Records shown —
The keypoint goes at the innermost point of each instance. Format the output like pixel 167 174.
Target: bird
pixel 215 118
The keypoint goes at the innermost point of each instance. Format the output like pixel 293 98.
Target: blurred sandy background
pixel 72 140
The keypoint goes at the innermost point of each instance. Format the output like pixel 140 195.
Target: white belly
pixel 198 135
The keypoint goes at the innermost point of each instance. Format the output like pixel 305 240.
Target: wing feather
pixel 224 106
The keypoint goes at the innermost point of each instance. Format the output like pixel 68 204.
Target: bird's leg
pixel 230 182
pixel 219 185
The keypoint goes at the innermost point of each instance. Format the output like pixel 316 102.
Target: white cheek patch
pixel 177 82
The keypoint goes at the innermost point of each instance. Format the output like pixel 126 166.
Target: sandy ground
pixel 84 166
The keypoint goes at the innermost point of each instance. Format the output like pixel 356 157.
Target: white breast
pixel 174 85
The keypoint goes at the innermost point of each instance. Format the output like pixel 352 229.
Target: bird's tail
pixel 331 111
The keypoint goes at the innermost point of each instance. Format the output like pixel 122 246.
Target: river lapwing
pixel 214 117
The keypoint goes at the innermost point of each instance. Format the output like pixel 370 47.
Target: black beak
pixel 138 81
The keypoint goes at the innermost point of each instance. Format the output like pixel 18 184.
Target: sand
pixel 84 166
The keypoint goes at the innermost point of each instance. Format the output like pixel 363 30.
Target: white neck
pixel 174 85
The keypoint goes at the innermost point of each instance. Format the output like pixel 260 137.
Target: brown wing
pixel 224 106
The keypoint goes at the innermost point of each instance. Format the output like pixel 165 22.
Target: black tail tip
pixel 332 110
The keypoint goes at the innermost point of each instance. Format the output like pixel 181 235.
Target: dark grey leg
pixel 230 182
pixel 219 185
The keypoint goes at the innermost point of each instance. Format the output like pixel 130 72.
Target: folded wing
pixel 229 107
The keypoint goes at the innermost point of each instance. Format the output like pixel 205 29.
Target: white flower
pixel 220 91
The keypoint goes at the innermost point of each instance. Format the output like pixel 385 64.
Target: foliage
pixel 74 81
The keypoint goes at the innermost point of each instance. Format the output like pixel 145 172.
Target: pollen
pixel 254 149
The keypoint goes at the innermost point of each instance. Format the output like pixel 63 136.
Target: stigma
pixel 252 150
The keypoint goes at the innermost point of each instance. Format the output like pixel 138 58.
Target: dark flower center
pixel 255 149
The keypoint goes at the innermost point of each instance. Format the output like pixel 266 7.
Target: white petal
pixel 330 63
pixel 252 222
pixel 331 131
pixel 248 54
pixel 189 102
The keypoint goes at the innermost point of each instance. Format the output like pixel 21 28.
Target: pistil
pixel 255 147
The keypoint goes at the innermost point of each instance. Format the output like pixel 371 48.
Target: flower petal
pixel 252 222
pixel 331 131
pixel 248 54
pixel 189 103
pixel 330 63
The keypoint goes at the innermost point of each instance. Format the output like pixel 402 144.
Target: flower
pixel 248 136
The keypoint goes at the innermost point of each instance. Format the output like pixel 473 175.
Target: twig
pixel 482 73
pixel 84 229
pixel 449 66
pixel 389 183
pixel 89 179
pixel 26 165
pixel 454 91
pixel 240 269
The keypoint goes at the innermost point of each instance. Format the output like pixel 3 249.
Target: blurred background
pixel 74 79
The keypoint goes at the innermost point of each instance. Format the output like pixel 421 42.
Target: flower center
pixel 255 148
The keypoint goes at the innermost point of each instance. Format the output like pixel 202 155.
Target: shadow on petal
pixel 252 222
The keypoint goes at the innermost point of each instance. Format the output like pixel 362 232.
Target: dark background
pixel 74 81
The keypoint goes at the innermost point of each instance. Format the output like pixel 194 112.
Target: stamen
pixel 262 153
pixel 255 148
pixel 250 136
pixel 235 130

Set problem — Write out the rows above again, replacing "innermost" with "central" everywhere it occurs and leaving every other word as it is.

Answer for the task —
The keypoint goes at the central point of each instance. Format the output like pixel 167 174.
Target: bird
pixel 215 118
The keypoint goes at the central point of each instance. Format the output like pixel 293 98.
Target: blurred sandy background
pixel 72 140
The keypoint goes at the central point of each instance. Format the output like pixel 140 195.
Target: white belly
pixel 198 135
The keypoint goes at the central point of each instance. Format the output like pixel 305 240.
Target: wing feather
pixel 224 106
The keypoint goes at the central point of each instance. Format the output like pixel 68 204.
Target: bird's leg
pixel 230 182
pixel 219 185
The keypoint goes at the central point of each instance. Format the output like pixel 316 102.
Target: white cheek patch
pixel 177 82
The keypoint goes at the central point of each instance. Format the output like pixel 126 166.
Target: sandy ground
pixel 84 166
The keypoint goes at the central point of each instance. Format the output like pixel 356 157.
Target: white breast
pixel 174 85
The keypoint goes at the central point of each instance. Format the output like pixel 352 229.
Target: bird's tail
pixel 331 111
The keypoint goes at the central point of each instance. Format the output like pixel 122 246.
Target: river lapwing
pixel 214 117
The keypoint goes at the central point of each instance. Format the output like pixel 370 47.
Target: black beak
pixel 138 81
The keypoint goes at the central point of each instance. Format the output like pixel 18 184.
Target: sand
pixel 84 166
The keypoint goes at the central point of each instance. Format the output like pixel 363 30.
Target: white neck
pixel 174 85
The keypoint goes at the central point of each instance. Format the output like pixel 260 137.
Target: brown wing
pixel 224 106
The keypoint goes at the central point of each instance. Format the output like pixel 165 22.
Target: black tail tip
pixel 332 110
The keypoint goes at the central point of each instance. Format the output like pixel 181 235.
Target: dark grey leg
pixel 230 182
pixel 219 185
The keypoint goes at the central point of each instance. Format the output like pixel 130 72.
Target: folded wing
pixel 229 107
The keypoint goes at the central point of each instance. Format the output like pixel 205 29.
Target: white flower
pixel 220 91
The keypoint goes at the central point of each instance. Format the output like pixel 385 64.
Target: foliage
pixel 74 81
The keypoint goes at the central point of each instance. Format the output like pixel 145 172.
Target: pollen
pixel 254 149
The keypoint goes at the central point of each instance. Format the output like pixel 63 136.
Target: stigma
pixel 252 150
The keypoint goes at the central point of each instance. Format the output like pixel 138 58.
Target: dark flower center
pixel 255 149
The keypoint goes at the central point of each instance. Format the output like pixel 266 7.
Target: white petal
pixel 330 63
pixel 252 222
pixel 331 131
pixel 248 54
pixel 189 102
The keypoint goes at the central point of each instance. Format the output like pixel 21 28.
Target: pistil
pixel 255 147
The keypoint goes at the central point of each instance. Format the output like pixel 371 48.
Target: flower petal
pixel 252 222
pixel 331 131
pixel 248 54
pixel 189 103
pixel 330 63
The keypoint goes at the central point of each instance. Format the output like pixel 402 144.
Target: flower
pixel 248 136
The keypoint goes at the central point of each instance. Format the output like pixel 473 175.
Target: twig
pixel 482 73
pixel 84 229
pixel 449 66
pixel 389 183
pixel 89 179
pixel 26 165
pixel 454 91
pixel 240 269
The keypoint goes at the central point of each instance. Format the output like pixel 3 249.
Target: blurred background
pixel 74 79
The keypoint goes at the central point of each instance. Format the output like pixel 421 42.
Target: flower center
pixel 255 148
The keypoint goes at the central point of each instance. Format the output like pixel 202 155.
Target: shadow on petal
pixel 252 222
The keypoint goes at the central point of each instance. Format the output like pixel 362 232.
Target: dark background
pixel 74 81
The keypoint goes at the central point of each instance. Format the output like pixel 194 112.
Target: stamen
pixel 262 153
pixel 255 148
pixel 250 136
pixel 235 130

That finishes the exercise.